Given task 1: In the chapter on leadership styles, who holds absolute power in a Chinese family business under the autocratic style?

Chapter 7

Leadership Styles of Overseas Chinese Family Businesses

Leadership style refers to the behavior of a leader based on his or her personality, philosophy, and background. There are some leadership styles that can be applied by leaders of any organization, including leaders of Chinese family businesses.

Suitable leadership style depends on the situation faced by the leader. An autocratic leadership style may be most effective when there is a time limit to decide something or when leaders have more knowledge, skill, resources, and experience compared to their followers. However, in an organization where employees have high motivations and various skills, a more democratic leadership style should be applied. A leader must choose a leadership style which is the most effective in helping the organization achieve its goal, while at the same time accommodating the employees’ interests and aspirations. So, we can say that there are no right or wrong leadership styles.

From Dictatorship to Democracy

In the early years, when the business had just been established, Chinese family business founders, without a doubt, adopted an autocratic or authoritarian leadership style. In authoritarian leadership, a leader has an absolute and unchallenged power, controls his or her followers tightly, and asks his or her followers to obey without asking any questions. Authoritarian leadership is one of the three dimensions of paternalistic leadership, according to Cheng and Lim (2012). The other dimension is benevolent and moral leadership. Benevolent leadership means that the leader has individual, overall, and permanent concern for subordinates. And moral leadership requires a leader to display a high level of personal integrity or accomplishments to win the respect and admiration of subordinates.

Under the autocratic leadership style, all decision-making powers are centralized in the leaders, based on their intuition and experience. In a Chinese family business context, it is the founder who has the absolute power. He is the single dominant owner, manager, entrepreneur, founder, and father figure. Autocratic leaders keep strict, close control over followers by keeping a close regulation on policies and procedures given to followers. They believe that direct supervision is the key if an organization wants to achieve success. Because they fear that followers may be unproductive, authoritarian leaders keep close supervision and feel this is necessary in order for anything to be done. Effective supervision is often provided through detailed orders and instructions.

[Items listed in a dataset]
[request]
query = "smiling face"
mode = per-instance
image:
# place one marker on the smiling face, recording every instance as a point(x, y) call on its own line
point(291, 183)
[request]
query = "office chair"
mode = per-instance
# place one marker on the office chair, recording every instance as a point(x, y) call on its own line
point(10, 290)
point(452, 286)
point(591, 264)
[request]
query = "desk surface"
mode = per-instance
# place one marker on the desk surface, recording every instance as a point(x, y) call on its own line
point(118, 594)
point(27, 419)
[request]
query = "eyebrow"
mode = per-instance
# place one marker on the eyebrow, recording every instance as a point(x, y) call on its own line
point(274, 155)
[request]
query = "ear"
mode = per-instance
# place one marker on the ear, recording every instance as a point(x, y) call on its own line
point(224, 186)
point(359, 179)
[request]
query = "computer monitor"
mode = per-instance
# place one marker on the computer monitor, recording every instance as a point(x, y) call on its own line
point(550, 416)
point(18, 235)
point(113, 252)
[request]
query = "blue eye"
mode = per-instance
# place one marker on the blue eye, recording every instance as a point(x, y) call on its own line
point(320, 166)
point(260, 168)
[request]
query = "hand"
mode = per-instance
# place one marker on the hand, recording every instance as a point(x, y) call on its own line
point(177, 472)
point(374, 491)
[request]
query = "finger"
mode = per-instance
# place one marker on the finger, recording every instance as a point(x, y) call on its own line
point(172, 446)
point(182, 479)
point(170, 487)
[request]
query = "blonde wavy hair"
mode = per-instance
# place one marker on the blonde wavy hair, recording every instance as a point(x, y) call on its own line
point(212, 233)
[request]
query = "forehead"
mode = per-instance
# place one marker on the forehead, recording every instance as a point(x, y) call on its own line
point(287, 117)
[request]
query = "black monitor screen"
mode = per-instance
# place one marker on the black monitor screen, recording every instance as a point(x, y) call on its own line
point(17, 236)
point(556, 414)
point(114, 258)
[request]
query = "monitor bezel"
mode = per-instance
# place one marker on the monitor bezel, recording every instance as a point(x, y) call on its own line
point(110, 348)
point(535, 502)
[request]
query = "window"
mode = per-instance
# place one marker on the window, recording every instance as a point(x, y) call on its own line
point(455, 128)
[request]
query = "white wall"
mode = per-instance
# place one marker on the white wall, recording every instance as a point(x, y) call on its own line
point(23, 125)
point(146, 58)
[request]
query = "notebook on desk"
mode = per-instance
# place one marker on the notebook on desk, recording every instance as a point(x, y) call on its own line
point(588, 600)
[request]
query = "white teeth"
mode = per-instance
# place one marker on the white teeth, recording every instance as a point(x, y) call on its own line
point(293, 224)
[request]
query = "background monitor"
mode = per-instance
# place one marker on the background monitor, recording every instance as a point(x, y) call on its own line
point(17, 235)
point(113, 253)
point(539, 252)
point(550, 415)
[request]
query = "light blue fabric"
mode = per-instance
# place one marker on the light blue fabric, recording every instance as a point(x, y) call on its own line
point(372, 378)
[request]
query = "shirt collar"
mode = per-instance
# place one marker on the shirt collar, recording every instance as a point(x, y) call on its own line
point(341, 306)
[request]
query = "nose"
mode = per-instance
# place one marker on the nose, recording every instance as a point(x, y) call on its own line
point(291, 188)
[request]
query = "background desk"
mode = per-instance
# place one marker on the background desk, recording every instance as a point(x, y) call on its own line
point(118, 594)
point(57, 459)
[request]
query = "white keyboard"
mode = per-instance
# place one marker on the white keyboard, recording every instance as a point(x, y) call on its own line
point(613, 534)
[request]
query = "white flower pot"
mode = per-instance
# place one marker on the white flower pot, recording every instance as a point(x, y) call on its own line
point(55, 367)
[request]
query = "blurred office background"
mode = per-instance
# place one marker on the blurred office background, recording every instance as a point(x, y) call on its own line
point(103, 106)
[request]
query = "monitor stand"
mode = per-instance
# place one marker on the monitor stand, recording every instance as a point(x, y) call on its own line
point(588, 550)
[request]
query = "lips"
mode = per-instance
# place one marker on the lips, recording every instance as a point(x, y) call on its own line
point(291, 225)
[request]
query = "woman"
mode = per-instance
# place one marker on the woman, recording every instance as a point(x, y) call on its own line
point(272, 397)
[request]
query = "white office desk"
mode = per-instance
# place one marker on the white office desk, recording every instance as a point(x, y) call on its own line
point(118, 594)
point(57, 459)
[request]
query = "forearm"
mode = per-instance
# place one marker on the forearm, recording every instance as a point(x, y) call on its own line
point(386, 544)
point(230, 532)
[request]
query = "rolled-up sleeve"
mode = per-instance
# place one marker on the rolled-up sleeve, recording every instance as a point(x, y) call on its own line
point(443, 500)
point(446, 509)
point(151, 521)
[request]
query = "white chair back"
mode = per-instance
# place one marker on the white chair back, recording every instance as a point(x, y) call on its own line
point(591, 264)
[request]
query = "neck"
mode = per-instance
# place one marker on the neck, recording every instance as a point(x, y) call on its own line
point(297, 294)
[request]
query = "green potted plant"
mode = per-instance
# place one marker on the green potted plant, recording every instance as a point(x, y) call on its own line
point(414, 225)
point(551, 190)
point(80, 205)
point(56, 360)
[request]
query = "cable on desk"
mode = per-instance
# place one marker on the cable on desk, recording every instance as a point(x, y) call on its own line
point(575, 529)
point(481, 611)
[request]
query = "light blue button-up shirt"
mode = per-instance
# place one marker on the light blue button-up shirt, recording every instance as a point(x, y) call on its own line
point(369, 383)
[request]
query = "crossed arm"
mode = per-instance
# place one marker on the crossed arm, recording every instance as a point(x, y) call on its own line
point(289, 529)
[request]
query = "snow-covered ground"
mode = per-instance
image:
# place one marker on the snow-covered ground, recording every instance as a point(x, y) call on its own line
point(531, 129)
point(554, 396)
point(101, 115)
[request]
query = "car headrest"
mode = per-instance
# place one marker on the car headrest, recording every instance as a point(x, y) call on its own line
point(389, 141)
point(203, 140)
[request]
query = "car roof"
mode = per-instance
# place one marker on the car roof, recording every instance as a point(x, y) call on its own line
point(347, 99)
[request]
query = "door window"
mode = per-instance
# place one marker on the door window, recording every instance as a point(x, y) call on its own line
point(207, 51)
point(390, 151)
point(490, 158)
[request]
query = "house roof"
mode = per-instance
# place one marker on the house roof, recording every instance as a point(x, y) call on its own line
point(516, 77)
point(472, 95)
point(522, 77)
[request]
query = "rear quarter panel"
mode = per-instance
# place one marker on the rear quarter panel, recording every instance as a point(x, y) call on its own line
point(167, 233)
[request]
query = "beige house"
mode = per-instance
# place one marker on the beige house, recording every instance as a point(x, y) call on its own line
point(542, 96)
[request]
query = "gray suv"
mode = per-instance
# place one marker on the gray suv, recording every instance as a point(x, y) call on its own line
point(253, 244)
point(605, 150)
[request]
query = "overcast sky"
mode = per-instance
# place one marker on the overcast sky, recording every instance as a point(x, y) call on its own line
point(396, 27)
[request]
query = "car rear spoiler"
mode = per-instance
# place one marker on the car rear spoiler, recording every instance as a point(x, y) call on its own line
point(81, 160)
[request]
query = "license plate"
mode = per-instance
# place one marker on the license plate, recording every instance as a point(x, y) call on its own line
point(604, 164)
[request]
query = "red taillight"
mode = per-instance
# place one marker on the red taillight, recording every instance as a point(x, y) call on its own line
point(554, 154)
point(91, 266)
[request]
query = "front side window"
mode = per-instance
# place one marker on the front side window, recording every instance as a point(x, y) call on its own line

Given task 2: Arrange the entries from the start of the entries through the line containing "point(287, 117)" as a two-column CSV with the header instruction,points. Give one row per entry, putting the entry's text and its answer each in a single quoted field with line breaks replaced by spaces.

Final answer 1: The founder holds absolute power.

Final answer 2:
instruction,points
"[request] query = ""smiling face"" mode = per-instance image: # place one marker on the smiling face, recording every instance as a point(x, y) call on its own line","point(291, 183)"
"[request] query = ""office chair"" mode = per-instance # place one marker on the office chair, recording every instance as a point(x, y) call on its own line","point(10, 290) point(452, 286) point(591, 264)"
"[request] query = ""desk surface"" mode = per-instance # place one marker on the desk surface, recording every instance as a point(x, y) call on its own line","point(118, 594) point(27, 419)"
"[request] query = ""eyebrow"" mode = per-instance # place one marker on the eyebrow, recording every instance as a point(x, y) call on its own line","point(274, 155)"
"[request] query = ""ear"" mode = per-instance # place one marker on the ear, recording every instance as a point(x, y) call on its own line","point(224, 186) point(359, 179)"
"[request] query = ""computer monitor"" mode = per-instance # place one marker on the computer monitor, recording every instance as a point(x, y) call on its own line","point(550, 416) point(18, 235) point(113, 252)"
"[request] query = ""blue eye"" mode = per-instance # place one marker on the blue eye, recording every instance as a point(x, y) call on its own line","point(320, 166) point(260, 168)"
"[request] query = ""hand"" mode = per-instance # place one marker on the hand, recording every instance as a point(x, y) call on its own line","point(177, 472) point(374, 491)"
"[request] query = ""finger"" mode = per-instance # place one marker on the finger, recording every instance as a point(x, y) call on its own line","point(172, 446) point(182, 479) point(170, 487)"
"[request] query = ""blonde wavy hair"" mode = per-instance # place one marker on the blonde wavy hair, recording every instance as a point(x, y) call on its own line","point(212, 233)"
"[request] query = ""forehead"" mode = per-instance # place one marker on the forehead, recording every instance as a point(x, y) call on its own line","point(287, 117)"